Records
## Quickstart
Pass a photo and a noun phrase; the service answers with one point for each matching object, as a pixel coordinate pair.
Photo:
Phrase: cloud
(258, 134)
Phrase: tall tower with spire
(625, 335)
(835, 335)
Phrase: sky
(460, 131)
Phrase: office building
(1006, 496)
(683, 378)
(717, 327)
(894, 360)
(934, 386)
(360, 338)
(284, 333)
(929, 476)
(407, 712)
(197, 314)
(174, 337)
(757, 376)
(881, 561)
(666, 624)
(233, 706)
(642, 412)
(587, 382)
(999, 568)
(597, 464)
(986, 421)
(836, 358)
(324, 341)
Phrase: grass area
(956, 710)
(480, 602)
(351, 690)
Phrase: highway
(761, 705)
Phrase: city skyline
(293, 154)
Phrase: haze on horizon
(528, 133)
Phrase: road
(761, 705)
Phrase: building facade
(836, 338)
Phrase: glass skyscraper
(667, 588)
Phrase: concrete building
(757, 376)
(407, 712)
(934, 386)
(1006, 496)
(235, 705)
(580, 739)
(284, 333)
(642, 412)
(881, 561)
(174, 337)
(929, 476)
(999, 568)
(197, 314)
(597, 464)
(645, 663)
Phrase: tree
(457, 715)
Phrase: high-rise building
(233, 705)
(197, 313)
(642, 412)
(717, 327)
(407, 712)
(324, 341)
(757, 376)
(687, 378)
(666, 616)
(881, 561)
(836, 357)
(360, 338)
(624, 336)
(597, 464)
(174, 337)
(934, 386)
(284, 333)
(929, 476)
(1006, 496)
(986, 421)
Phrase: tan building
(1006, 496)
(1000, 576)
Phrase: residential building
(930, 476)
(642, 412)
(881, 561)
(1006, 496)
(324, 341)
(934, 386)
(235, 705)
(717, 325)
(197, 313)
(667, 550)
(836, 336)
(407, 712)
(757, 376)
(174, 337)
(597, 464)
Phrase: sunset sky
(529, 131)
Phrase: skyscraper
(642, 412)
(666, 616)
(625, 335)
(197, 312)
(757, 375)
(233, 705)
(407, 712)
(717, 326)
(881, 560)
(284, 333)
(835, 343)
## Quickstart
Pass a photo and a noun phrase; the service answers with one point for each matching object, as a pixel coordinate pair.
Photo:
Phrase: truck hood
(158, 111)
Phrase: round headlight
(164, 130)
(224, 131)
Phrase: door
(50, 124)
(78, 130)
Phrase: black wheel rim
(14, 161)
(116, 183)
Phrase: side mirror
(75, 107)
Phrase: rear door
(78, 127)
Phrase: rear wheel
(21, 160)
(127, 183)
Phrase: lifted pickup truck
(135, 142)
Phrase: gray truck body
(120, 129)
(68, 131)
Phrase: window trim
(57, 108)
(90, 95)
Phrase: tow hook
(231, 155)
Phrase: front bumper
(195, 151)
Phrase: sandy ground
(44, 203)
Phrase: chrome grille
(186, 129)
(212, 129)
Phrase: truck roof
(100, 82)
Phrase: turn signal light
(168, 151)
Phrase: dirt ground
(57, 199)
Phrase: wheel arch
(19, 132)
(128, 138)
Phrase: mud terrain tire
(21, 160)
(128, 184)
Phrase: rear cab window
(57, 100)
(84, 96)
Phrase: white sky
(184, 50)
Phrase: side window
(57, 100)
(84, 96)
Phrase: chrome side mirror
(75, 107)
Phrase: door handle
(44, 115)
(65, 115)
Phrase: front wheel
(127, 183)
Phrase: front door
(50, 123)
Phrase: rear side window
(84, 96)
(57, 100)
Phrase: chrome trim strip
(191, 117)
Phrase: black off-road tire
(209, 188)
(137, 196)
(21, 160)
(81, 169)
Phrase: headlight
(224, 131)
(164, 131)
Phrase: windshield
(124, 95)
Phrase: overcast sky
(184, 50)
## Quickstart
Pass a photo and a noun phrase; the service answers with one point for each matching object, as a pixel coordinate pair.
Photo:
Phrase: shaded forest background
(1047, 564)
==
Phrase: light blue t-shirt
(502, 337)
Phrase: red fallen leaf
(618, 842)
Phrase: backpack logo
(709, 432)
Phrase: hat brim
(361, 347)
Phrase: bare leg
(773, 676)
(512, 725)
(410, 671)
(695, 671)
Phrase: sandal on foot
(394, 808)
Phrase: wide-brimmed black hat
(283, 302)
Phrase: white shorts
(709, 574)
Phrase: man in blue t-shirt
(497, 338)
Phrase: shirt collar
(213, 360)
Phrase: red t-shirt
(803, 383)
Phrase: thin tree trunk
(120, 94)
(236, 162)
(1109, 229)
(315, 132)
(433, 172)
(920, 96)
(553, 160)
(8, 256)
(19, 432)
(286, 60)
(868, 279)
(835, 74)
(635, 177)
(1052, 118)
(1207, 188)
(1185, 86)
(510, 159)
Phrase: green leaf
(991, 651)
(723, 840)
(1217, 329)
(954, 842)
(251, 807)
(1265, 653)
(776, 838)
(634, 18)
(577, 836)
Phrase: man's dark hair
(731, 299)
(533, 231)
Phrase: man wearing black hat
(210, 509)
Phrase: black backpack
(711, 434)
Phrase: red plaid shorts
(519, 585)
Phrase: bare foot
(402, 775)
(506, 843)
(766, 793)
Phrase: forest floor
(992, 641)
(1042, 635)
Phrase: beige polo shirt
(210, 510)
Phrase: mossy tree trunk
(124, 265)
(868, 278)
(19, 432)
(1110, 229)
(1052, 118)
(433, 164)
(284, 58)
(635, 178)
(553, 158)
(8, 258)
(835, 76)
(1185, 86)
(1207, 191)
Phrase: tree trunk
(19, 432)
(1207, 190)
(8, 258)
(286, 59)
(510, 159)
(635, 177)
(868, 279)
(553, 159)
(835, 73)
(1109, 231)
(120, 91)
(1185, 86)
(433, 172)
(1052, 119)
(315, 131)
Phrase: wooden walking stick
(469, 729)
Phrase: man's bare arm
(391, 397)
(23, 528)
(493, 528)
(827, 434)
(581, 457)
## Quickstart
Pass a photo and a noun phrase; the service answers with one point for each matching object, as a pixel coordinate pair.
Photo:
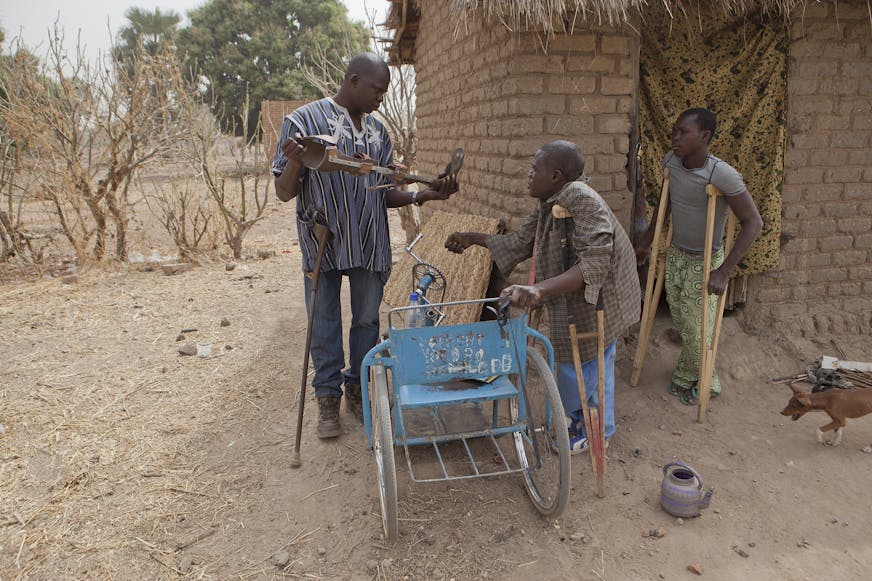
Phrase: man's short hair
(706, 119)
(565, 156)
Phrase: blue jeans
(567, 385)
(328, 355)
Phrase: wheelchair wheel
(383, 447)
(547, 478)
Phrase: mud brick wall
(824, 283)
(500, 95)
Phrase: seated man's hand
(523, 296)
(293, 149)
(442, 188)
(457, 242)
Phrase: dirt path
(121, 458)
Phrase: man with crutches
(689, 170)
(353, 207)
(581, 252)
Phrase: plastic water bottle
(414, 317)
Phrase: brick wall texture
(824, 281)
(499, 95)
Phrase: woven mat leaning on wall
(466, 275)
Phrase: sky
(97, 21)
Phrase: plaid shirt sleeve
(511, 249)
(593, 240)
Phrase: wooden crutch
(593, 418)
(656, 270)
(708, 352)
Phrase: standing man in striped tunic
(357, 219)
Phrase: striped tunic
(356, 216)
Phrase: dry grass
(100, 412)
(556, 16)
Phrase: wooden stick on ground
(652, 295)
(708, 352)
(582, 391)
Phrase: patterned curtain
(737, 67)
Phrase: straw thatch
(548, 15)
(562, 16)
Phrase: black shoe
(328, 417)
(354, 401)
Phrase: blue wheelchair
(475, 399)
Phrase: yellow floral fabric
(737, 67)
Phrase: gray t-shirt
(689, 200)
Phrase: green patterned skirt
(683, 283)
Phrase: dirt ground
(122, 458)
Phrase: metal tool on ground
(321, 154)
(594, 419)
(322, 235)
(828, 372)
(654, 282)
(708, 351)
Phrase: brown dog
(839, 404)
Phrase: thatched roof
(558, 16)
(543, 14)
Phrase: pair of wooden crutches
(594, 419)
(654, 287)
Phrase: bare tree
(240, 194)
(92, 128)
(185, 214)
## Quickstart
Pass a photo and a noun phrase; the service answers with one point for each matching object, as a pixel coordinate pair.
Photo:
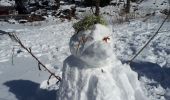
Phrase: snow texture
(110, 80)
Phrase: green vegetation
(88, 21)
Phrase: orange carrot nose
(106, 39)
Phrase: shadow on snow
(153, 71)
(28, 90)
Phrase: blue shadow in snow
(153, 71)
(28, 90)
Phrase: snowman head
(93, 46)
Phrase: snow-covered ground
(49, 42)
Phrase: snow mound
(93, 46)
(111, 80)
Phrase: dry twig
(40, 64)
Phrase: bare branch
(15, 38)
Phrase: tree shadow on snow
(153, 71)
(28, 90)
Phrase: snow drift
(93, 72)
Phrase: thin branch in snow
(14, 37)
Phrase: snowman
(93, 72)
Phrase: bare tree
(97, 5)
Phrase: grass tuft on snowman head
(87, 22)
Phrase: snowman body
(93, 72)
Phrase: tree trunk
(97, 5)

Objective » Return each line of the records above that contains the word "striped", copied unchanged.

Result of the exercise »
Phrase: standing man in striped tunic
Phrase: striped tunic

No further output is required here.